*WORK TASK*. Output the full listing word for word.

◇ ◇ ◇

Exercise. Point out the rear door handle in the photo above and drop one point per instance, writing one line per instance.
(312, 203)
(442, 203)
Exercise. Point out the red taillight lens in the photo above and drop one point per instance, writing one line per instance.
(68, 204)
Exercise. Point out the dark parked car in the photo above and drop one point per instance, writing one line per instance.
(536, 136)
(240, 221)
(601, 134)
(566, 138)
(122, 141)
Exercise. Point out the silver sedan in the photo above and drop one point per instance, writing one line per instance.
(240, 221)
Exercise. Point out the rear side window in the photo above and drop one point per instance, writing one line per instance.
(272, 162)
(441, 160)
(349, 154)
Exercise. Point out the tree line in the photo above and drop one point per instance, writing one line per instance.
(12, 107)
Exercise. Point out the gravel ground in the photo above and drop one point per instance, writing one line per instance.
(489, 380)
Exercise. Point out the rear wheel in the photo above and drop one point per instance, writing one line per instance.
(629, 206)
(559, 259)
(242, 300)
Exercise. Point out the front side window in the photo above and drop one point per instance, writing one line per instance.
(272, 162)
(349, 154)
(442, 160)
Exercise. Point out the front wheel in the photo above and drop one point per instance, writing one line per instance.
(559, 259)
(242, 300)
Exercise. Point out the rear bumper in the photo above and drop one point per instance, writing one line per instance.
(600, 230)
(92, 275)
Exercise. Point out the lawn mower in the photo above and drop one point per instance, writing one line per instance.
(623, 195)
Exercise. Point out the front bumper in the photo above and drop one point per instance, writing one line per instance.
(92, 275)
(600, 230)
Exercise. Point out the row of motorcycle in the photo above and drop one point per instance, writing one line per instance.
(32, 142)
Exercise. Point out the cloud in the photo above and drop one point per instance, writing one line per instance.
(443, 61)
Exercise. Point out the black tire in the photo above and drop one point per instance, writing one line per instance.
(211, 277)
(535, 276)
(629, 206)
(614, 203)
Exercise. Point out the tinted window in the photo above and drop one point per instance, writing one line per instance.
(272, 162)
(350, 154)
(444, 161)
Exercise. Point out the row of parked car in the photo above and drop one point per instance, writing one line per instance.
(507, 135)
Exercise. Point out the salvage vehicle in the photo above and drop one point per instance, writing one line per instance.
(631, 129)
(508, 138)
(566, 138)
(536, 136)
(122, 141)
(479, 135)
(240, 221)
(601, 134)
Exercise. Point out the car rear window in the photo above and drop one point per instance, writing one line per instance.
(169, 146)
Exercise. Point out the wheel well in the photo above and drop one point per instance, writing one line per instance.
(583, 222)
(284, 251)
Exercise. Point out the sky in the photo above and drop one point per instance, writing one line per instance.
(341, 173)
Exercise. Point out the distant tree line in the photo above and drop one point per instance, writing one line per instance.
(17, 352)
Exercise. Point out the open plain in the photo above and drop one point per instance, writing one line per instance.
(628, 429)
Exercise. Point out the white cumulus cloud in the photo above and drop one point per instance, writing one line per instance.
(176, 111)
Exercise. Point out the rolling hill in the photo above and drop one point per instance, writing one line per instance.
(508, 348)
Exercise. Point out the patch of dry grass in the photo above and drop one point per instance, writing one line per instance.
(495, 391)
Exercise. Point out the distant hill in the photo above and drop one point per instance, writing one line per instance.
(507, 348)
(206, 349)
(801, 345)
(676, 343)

◇ ◇ ◇

*SOLUTION FOR THIS PROBLEM*.
Exercise. Point out the rear door handle in the photo above and drop one point per instance, writing one line per instance.
(312, 203)
(442, 203)
Exercise. Point out the red taillight lens in the photo above and drop one point per instance, writing one line per instance.
(68, 204)
Exercise. Point out the dark parked car in the photo above and drop one point per instance, writing one line per instance.
(536, 136)
(240, 221)
(601, 134)
(566, 138)
(122, 141)
Exercise. Point out the silver sedan in the photo above and drop one point per instance, writing one line per instance.
(240, 221)
Exercise. Point out the rear side window in the photo above and drop one point per instance, writing one line per instance.
(272, 162)
(441, 160)
(349, 154)
Exercise. Point out the tree line in the photo above and drop one point per instance, writing one line per instance.
(12, 107)
Exercise. Point out the gravel ground in the photo above and drop one point per instance, writing one line per instance.
(489, 380)
Exercise. Point out the rear wheel in the photo above and drop one point per instance, writing one line per instance.
(629, 206)
(559, 259)
(242, 300)
Exercise. Point out the front side window in the photo above and drop one point per instance, writing one line per instance.
(272, 162)
(349, 154)
(442, 160)
Exercise. Point out the front wheel in the photo above and drop one point per instance, writing one line per instance.
(559, 259)
(242, 300)
Exercise. Point out the rear bumper in the photo above and drop one point per instance, writing one line per instance.
(600, 230)
(92, 275)
Exercise. Point out the lawn mower in the photo above and drop one point per instance, writing one line per instance.
(623, 195)
Exercise. Point out the front bumper in the photo above and drop one point per instance, writing one line per instance.
(92, 275)
(600, 230)
Exercise. Point out the row of motorcycle in the photo above and drop one point per instance, writing one line per instance.
(32, 142)
Exercise. Point out the cloud in the photo above and drop one point per instance, writing one line per instance.
(443, 61)
Exercise. Point out the black tire in the photo above and drop one point per instance, writing one line per instance.
(211, 277)
(535, 276)
(629, 206)
(614, 203)
Exercise. Point out the tinted window in the photo above and drop one point per instance, writing one line per instance.
(272, 162)
(350, 154)
(444, 161)
Exercise. Point out the row of parked car in the photo above and drop one point per instance, writing one line per instance.
(507, 135)
Exercise. Point out the salvage vehicle in the photo above and drop one point per instance, writing one line per instance.
(631, 129)
(508, 138)
(566, 138)
(536, 136)
(122, 141)
(479, 135)
(240, 221)
(601, 134)
Exercise. Point out the car rear window in the photo above and drop one point per instance, writing one line per instance.
(169, 146)
Exercise. Point out the wheel well in the photo above and drop one point per instance, writing one line per instance.
(583, 222)
(284, 251)
Exercise. Point out the sky in the photo above and drop one point per instance, writing one line per instance.
(341, 173)
Exercise. Point out the distant tree line in the photo above and drop one point per instance, writing one line per instance.
(17, 352)
Exercise. Point out the open plain in the photo above and drop one point per instance, writing one line per instance.
(628, 429)
Exercise. Point out the white cumulus cloud in the photo above and drop one point per instance, writing one line per instance.
(176, 111)
Exercise. Point out the rolling hill in the photo above and drop one point per instance, writing one line per instance.
(508, 348)
Exercise. Point out the patch of dry grass in the photo above and drop one point per instance, writing one line per instance.
(495, 391)
Exercise. Point out the distant hill in the photo above and drop one point per instance, writing one line per instance.
(507, 348)
(206, 349)
(801, 345)
(676, 343)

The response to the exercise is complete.